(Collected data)
__________

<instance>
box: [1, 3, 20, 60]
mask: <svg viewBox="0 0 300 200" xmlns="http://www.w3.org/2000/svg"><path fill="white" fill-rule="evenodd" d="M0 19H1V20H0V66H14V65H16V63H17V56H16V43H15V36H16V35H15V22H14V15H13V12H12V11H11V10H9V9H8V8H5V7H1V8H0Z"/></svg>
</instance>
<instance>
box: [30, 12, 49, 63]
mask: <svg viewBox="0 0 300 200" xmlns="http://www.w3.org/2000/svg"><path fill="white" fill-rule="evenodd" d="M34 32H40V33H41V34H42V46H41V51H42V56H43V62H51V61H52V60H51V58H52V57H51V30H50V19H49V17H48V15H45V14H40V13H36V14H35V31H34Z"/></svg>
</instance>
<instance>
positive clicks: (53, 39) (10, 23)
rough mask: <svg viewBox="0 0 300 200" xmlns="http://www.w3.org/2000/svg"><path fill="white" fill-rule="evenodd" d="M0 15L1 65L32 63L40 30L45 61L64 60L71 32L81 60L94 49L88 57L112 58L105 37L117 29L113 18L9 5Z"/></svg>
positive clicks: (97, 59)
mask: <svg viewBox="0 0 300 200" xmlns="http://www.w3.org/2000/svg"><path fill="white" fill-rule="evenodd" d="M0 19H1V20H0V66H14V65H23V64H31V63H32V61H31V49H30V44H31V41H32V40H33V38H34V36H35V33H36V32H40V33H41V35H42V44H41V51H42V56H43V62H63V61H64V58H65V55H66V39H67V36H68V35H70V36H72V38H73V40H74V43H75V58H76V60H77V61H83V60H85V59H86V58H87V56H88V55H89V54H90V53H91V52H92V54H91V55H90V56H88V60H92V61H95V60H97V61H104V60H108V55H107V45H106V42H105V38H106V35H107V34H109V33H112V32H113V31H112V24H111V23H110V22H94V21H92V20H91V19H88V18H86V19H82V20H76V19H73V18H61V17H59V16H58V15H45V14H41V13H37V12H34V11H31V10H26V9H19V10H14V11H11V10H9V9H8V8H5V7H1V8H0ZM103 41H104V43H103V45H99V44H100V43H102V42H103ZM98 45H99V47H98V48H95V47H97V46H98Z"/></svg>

__________

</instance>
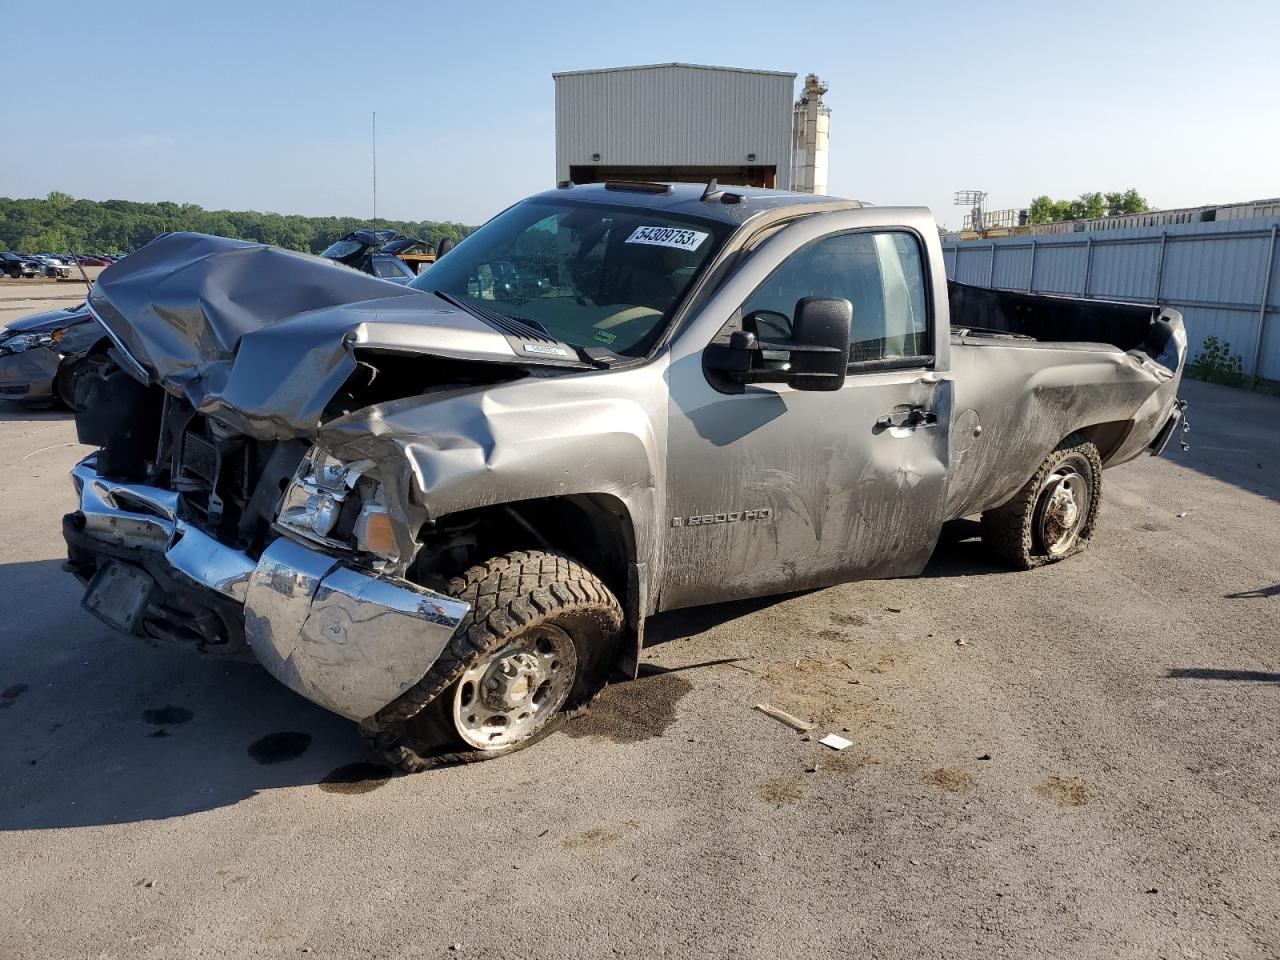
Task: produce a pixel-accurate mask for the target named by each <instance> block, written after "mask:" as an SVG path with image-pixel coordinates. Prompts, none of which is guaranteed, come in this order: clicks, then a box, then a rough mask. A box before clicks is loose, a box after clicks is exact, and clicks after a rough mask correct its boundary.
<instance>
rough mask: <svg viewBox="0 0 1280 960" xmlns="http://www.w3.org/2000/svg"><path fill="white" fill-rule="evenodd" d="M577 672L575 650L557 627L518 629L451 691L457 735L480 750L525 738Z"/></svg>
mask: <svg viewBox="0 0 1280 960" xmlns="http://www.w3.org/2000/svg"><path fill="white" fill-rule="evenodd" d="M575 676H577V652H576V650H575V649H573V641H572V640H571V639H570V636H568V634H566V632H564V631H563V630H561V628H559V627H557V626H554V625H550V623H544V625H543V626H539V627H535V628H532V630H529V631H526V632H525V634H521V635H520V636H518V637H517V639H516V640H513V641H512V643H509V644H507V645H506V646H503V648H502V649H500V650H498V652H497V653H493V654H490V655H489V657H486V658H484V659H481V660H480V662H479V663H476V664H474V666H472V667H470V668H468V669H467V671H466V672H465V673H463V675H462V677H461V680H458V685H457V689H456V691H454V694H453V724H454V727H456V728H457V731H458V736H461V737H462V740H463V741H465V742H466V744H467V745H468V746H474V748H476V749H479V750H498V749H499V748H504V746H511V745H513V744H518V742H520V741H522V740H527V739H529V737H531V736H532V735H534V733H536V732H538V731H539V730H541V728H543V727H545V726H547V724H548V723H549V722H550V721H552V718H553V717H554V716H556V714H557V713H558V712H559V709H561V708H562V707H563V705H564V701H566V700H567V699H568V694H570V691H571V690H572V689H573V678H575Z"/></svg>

__________

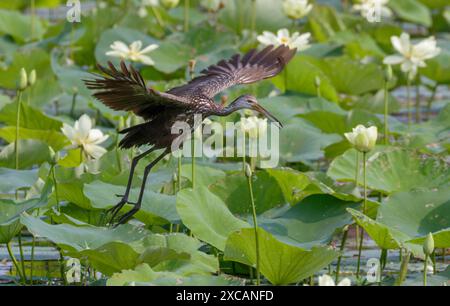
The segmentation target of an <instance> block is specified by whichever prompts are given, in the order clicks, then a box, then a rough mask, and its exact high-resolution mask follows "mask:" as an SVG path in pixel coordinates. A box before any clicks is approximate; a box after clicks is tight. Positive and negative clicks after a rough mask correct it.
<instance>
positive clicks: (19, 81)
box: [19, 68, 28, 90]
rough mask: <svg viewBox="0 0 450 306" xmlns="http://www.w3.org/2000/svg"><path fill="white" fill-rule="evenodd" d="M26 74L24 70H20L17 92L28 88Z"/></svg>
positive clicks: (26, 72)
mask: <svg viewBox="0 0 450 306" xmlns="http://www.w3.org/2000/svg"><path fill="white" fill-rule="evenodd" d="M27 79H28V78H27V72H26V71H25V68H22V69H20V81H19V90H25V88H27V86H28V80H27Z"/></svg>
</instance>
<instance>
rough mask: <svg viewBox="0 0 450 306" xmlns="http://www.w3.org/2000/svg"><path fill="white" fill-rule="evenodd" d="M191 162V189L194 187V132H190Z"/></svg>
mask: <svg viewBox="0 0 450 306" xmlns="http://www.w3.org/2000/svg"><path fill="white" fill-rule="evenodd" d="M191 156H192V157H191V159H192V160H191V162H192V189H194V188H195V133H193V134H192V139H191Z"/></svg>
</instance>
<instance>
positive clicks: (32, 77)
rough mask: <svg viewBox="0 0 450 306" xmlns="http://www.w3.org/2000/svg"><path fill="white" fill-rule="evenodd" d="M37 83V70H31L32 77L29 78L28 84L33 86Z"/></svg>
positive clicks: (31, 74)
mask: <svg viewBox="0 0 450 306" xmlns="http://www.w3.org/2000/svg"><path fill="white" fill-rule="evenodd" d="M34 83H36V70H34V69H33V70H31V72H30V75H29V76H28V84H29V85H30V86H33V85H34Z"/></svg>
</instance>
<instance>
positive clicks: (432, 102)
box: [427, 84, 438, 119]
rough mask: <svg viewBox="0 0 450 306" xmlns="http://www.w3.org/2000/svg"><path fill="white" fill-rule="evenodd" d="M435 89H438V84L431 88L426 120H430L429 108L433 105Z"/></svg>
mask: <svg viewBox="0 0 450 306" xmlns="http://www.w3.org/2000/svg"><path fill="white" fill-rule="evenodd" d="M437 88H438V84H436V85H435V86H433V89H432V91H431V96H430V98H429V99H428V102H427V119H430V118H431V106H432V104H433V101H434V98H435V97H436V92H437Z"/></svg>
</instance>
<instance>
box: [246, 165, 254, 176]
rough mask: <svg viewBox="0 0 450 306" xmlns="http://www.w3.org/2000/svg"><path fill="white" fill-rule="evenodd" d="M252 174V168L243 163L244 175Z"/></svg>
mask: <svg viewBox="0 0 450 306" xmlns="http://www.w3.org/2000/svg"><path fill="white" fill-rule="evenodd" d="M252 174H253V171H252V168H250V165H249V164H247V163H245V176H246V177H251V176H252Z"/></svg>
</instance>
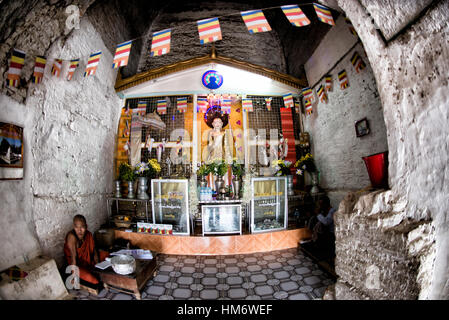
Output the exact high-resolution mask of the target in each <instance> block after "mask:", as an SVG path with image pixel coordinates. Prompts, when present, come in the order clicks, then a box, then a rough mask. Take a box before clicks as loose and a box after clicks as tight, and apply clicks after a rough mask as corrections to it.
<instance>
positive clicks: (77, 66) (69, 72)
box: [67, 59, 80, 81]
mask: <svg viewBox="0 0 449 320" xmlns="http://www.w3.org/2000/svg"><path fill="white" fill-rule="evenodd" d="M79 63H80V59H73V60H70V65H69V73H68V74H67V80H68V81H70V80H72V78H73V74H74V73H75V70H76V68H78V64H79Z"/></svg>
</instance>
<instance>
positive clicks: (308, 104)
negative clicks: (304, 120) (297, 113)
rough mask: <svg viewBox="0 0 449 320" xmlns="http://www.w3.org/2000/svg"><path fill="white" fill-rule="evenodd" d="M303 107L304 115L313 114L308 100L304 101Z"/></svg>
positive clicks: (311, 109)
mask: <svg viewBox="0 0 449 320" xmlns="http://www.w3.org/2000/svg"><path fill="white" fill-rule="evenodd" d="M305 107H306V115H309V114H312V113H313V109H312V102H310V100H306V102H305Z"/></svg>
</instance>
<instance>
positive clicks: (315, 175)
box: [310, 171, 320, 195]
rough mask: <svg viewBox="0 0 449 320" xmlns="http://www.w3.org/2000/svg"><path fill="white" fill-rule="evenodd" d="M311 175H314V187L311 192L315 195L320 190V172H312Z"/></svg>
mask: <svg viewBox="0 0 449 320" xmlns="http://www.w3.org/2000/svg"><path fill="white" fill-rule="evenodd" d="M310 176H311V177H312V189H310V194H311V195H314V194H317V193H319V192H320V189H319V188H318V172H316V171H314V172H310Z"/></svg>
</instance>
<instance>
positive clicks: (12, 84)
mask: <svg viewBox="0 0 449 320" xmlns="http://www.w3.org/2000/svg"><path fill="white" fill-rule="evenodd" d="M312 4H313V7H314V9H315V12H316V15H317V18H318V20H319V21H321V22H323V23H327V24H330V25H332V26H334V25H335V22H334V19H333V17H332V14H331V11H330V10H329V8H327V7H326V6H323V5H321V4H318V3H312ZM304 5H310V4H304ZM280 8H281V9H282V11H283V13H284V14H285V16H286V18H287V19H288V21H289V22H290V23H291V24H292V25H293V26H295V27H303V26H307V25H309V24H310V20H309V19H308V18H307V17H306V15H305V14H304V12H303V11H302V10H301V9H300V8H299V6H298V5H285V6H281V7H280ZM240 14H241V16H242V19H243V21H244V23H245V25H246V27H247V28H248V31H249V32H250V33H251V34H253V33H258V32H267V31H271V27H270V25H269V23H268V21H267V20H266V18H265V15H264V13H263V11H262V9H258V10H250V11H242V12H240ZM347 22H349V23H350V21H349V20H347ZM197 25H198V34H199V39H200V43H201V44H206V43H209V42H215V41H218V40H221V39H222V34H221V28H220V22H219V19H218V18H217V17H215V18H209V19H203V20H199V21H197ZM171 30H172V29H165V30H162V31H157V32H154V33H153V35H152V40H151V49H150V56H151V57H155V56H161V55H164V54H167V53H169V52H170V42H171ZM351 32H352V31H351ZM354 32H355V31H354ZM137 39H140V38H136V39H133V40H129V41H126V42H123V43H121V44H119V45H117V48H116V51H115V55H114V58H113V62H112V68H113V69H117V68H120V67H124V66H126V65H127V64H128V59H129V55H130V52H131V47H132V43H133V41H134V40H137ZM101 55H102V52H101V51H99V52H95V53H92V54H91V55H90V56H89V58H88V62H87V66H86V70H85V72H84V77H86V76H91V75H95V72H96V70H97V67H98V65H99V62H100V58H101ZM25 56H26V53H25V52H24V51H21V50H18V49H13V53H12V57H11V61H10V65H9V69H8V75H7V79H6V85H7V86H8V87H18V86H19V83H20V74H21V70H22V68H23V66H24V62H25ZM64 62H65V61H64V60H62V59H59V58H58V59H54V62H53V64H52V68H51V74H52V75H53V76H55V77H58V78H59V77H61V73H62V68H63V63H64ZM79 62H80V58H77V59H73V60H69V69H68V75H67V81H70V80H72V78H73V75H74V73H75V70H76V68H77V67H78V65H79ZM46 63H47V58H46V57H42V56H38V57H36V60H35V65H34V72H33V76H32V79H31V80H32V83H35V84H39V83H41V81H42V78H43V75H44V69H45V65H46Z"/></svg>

__________

Collect every line in the rows above that contains the word "resolution" and copy each one out in full.

Task output
The segmentation target of an <instance> block is specified by whichever prompts are given, in the order clicks, then a box, then a rough mask, and its exact high-resolution mask follows "mask:" as an SVG path in pixel coordinates. A box before any clicks is approximate; a box after clicks is tight. Positive and negative clicks after a rough mask correct it.
Output the exact high-resolution mask of the target in each <instance> block after "mask:", as an SVG path with image pixel coordinates. Prompts, when present, come in the order clicks, then a box, then a rough mask. Take a box before clicks as loose and a box after clicks as tight, and apply clicks after a rough mask as corrections to it.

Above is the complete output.